BEGIN

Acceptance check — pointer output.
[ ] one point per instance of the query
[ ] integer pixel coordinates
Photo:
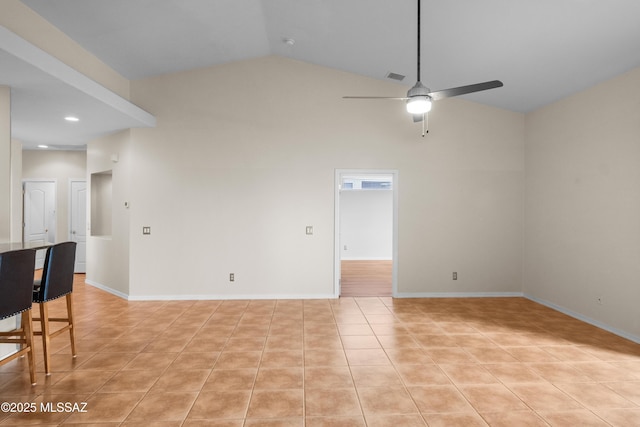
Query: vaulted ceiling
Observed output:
(541, 50)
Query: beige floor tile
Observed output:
(386, 401)
(181, 380)
(331, 402)
(220, 404)
(131, 381)
(230, 379)
(328, 377)
(343, 362)
(544, 397)
(276, 404)
(282, 359)
(279, 378)
(375, 376)
(492, 398)
(325, 358)
(367, 357)
(595, 396)
(106, 407)
(525, 418)
(439, 399)
(574, 417)
(468, 373)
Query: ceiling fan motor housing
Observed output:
(418, 90)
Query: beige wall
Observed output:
(5, 164)
(583, 204)
(61, 167)
(244, 156)
(108, 256)
(16, 191)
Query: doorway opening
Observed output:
(366, 204)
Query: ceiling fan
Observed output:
(419, 97)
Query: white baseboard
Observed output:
(458, 294)
(585, 319)
(107, 289)
(227, 297)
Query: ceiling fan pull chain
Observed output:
(425, 124)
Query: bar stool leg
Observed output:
(46, 339)
(27, 327)
(72, 329)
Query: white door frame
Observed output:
(73, 237)
(52, 225)
(339, 173)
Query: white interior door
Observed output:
(78, 223)
(40, 214)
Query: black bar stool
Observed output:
(16, 287)
(56, 282)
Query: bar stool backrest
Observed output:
(57, 275)
(16, 281)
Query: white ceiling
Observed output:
(541, 50)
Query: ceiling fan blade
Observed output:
(462, 90)
(374, 97)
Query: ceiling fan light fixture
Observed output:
(419, 104)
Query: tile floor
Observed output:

END

* WORK TO COMPLETE:
Shift every pixel coordinate in the listing above by adding 45 to both its x and y values, and write out every line again with the new values. Omit the picture from your answer.

* RESULT OF THE TASK:
Acceptance check — pointer output.
[ ] one point per instance of the query
[ ] integer pixel coordinates
Photo:
Query: vaulted ceiling
Observed output:
(586, 95)
Query: beige floor tile
Observed output:
(431, 446)
(226, 425)
(376, 447)
(265, 449)
(176, 426)
(275, 424)
(373, 422)
(388, 407)
(589, 442)
(321, 449)
(327, 404)
(324, 423)
(420, 421)
(537, 443)
(370, 403)
(412, 402)
(640, 441)
(151, 452)
(570, 463)
(484, 444)
(619, 462)
(513, 418)
Query: ceiling fan motor housing
Observed output:
(463, 135)
Query: beige wall
Observed output:
(50, 209)
(628, 249)
(106, 212)
(289, 201)
(153, 301)
(61, 236)
Query: doorway opening
Observed output:
(411, 249)
Query: ceiling fan
Observed output:
(464, 142)
Query: white baseboard
Observed output:
(503, 339)
(630, 364)
(152, 334)
(272, 342)
Query: ceiling fan pull chain
Observed output:
(470, 169)
Query: bar stool leg
Observed output:
(91, 384)
(72, 372)
(117, 374)
Query: white door frame
Observed output:
(118, 282)
(97, 270)
(384, 218)
Query: white interior door
Observed output:
(123, 268)
(85, 259)
Query: black bar stool
Observed output:
(61, 332)
(101, 327)
Query: bar stool backrest
Observed output:
(102, 320)
(61, 326)
Query: white ceiling
Observed output:
(586, 95)
Query: ceiling fan blade
Observed output:
(507, 135)
(419, 142)
Query: ceiling fan light fixture
Observed output:
(464, 149)
Query: tile floor
Observed output:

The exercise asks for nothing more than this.